▶ [SHORT EXERCISE]
Copy out the material below word for word, leaving out the pictures.

▶ [INFORMATION SUPPLIED]
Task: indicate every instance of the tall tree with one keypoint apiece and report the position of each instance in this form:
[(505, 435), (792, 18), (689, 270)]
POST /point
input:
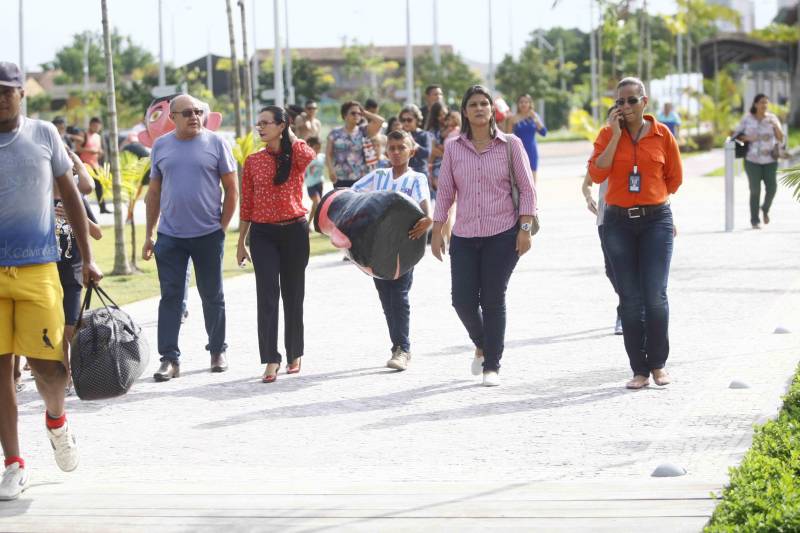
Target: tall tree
[(453, 74), (121, 265)]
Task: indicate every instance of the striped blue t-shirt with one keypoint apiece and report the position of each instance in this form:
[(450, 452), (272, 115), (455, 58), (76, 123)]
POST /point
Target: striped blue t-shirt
[(412, 183)]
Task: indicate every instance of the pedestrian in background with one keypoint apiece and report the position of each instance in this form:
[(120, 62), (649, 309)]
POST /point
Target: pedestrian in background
[(763, 131)]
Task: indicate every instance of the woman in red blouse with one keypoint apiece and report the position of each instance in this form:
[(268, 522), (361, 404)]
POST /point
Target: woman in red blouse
[(272, 212)]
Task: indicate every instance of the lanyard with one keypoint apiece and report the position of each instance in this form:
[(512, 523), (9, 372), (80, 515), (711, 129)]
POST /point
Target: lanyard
[(635, 145)]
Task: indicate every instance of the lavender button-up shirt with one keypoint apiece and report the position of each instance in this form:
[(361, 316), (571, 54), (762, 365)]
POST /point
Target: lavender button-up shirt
[(482, 184)]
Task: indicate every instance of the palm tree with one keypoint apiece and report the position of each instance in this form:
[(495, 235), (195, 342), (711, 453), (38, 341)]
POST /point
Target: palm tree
[(121, 265)]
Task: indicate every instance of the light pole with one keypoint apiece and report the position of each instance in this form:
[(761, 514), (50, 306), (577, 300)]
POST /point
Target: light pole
[(22, 57), (162, 78), (289, 81), (409, 57), (278, 62), (491, 52)]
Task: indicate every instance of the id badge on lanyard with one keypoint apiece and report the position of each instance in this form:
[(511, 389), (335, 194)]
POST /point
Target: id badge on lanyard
[(634, 178)]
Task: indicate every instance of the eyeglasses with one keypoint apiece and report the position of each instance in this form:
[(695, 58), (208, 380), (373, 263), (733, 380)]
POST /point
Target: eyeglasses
[(632, 100), (187, 113)]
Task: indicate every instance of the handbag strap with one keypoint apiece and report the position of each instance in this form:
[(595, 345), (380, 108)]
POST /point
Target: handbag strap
[(512, 174)]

▶ [COMPLETE OUTPUT]
Task: indicate every instance of the tall tree with one keypoint apiece and report the position of each instance in this form:
[(505, 435), (792, 18), (689, 270)]
POST /point
input:
Target: tall tree
[(453, 74), (121, 265)]
Task: indicate every instance of the striped blue t-shirt with one keypoint apiece and report the position of each instance in this form:
[(450, 452), (272, 115), (455, 58), (76, 123)]
POST /point
Target: striped blue t-shirt
[(412, 183)]
Task: indicate every instance of the pedestrian in background with one keypoint apiece and report the position of each instance in this form:
[(120, 62), (649, 309)]
POST /point
Target: pedestrian in background
[(763, 131)]
Task: indicate every instance of the woman in red blouse with one keypoint apiece and report the position of each instance in this form:
[(268, 522), (361, 404)]
POST /point
Target: woman in red blouse
[(272, 212)]
Task: indicate every instance of the lanyard with one keypoint apiece and report the position of each instance in this form:
[(512, 523), (9, 372), (80, 515), (711, 129)]
POST /point
Target: lanyard
[(635, 145)]
Task: indicate every instance of the lavender button-up shirt with one keypoint apiece and report the position of each instance in this form:
[(361, 316), (571, 54), (762, 365)]
POST /point
Target: lavender button-up shirt
[(482, 184)]
Task: indicate every instance of the palm tree with one keypoint apiece and report the position of each instance in this form:
[(495, 235), (195, 342), (711, 453), (38, 341)]
POST /point
Target: palm tree
[(121, 265)]
Task: indicate every instance of the light pole with one keypoint apiece and report the position of each instance in this form:
[(761, 514), (50, 306), (577, 300)]
POST /point
Target: light pole
[(22, 57), (162, 78), (289, 81), (409, 57), (278, 62), (491, 52)]
Task: indicate every instance of the id badge on lanyard with one keypoint apiece and report the position of each instance in this form:
[(511, 389), (335, 194)]
POST /point
Target: id badge on lanyard
[(634, 178)]
Task: indicate every instance of the eyeglasses with one keypoint apiece and report the position of each instance in this form:
[(695, 58), (208, 380), (373, 263), (733, 380)]
POST /point
Target: eyeglasses
[(632, 100), (187, 113)]
Task: indicate every instance of the handbag strap with one keypoint apiece and report the position of each instance in this form:
[(595, 345), (380, 108)]
POST /point
Target: handbag strap
[(512, 174)]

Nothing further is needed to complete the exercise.